**WHAT YOU SHOULD DO:** Pictures appear among the records. Write out all else exactly as it stands.

**DATASET EXCERPTS:**
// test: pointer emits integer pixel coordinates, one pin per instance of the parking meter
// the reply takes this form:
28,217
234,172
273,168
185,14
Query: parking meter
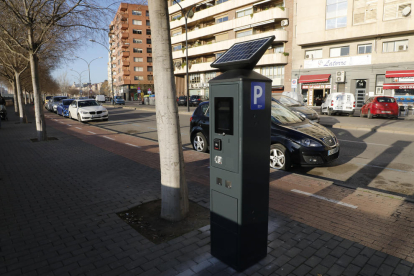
240,110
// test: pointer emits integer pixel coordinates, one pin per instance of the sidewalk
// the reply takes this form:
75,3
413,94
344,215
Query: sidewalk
59,202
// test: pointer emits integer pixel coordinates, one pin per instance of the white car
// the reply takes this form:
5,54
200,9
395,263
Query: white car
87,110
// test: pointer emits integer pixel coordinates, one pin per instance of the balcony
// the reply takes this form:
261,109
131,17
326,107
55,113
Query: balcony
123,7
271,14
125,35
281,35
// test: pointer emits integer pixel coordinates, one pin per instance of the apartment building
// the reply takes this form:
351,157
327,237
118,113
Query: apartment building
131,51
357,46
216,26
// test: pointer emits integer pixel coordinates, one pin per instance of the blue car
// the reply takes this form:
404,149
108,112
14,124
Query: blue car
63,107
119,100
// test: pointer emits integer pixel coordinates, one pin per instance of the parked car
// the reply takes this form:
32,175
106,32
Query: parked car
63,107
119,100
52,103
195,100
294,140
87,110
297,107
380,106
339,103
182,100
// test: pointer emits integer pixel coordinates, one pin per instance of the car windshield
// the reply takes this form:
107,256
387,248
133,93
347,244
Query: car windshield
385,100
67,102
87,103
282,115
288,101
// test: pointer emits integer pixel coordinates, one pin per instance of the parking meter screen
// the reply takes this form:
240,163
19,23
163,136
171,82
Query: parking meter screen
224,115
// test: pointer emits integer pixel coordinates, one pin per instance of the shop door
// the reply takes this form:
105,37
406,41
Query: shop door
360,97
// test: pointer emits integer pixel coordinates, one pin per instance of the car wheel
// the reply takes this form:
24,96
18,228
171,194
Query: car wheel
329,111
279,157
200,142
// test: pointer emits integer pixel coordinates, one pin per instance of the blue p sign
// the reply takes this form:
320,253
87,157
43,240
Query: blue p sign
258,96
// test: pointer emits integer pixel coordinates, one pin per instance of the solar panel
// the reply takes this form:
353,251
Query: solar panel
243,54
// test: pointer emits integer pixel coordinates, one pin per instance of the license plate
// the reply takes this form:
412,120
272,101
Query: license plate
332,151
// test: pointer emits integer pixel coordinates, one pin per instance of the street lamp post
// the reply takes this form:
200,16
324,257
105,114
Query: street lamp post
112,75
80,77
89,69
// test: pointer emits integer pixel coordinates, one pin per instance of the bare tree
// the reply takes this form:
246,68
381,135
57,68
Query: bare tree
174,191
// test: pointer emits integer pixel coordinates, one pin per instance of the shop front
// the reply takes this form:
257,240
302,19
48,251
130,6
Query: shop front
315,88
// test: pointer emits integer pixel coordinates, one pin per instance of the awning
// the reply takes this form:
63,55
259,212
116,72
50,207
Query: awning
399,74
398,85
314,78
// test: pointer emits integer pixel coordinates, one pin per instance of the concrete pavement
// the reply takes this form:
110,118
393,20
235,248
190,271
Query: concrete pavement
59,201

**RESULT OF THE EXERCISE:**
// test: pointer emits integer pixel coordinates, one pin per instance of the parking meter
// the reply takes this form:
28,217
234,172
273,168
185,14
Query: parking meter
240,110
// test: pointer emits integer pixel coordinates, one pin per instance of the sidewalk
// the reply takes this form:
75,3
413,94
344,215
Query: sidewalk
59,202
// test: pointer emits integer pixel coordinates, one pin per instance of the white car
// the reply takes this form:
5,54
200,9
395,263
Query: white car
87,110
// test: pointer emits integer pixel coordinates, one pin per instance of the balcony
// the reply takes this form:
261,109
131,17
326,107
55,113
Query: balcony
123,7
271,14
125,35
281,35
// test: pointer emits integer pixel coordinates, one pin per instance of the apartment building
// the reply takes this form:
351,157
327,237
118,113
Query: apartment building
131,51
357,46
216,26
// test: pointer emits integer pixel coordinates, one pin per instance of the blue car
// the reply takes this form:
404,149
108,112
14,124
Query: blue car
63,107
119,100
// test: pointer emits integer pixel coordinates, one pin per instance of the parked car
// the reply takes this form:
32,175
106,32
Query: parked car
63,107
119,100
52,103
195,100
294,140
87,110
297,107
380,106
339,103
182,100
// test: pointer emits integer pixel coordinates, one pin per instance of the car windshield
// the reply takes this form:
107,256
387,248
133,93
347,244
Query: car windshield
385,100
67,102
87,103
282,115
288,101
// test: pointer emits integer pixel coordinates, one pin per instance of the parking meter screen
// the reply takes this form:
240,163
19,23
163,136
171,82
Query: parking meter screen
224,115
// test: pointer emits integer pixel coordinates, one pin per instance of the shop door
// the reply takes this form:
105,37
406,41
Query: shop door
360,97
// test: pointer emits integer pixel coordinates, one pin per instance of the car wheel
// the reply takes this form:
24,96
18,228
171,194
Query: car wheel
329,111
279,157
200,142
// test: pointer emits integer pixel coordinates, one pin per instance of the blue p sign
// the reply takes this form:
320,253
87,157
43,240
Query: blue p sign
258,96
// test: pointer emits integer pixel coordinates, one pin per instance of the solar panel
// the reply takes this form:
353,251
Query: solar panel
243,54
// test: pointer emits integer pixel coordinates, one pin per instance of the license plate
// the reply takes this form:
412,120
272,101
Query: license plate
332,151
// test: pointer emits integer pixel coordinates, one pin per instance of the street lamp post
// the reply takes this form:
200,16
324,257
105,114
Query: street lamp post
112,75
80,77
89,69
// test: pointer emits integer pixel coordinates, one pin per instance of the bare tree
// the reply takes this form:
246,68
381,135
57,68
Query: bare tree
174,191
// test: pointer emits integer pixel coordinates, one pin per instance of the shop front
// the reply takes this form:
257,240
302,19
48,251
130,6
Query: shop front
315,88
// test: pointer emits integer pixel coordinates, one pin per instance of the awning
// the reply takes this form:
63,55
259,212
116,72
50,207
Query: awning
399,74
398,85
314,78
// test: pointer emits integer pixel coordinates, one pin per instance of the concrete pavement
// the reply takes this form:
110,118
393,20
235,248
190,271
Query: concrete pavement
59,201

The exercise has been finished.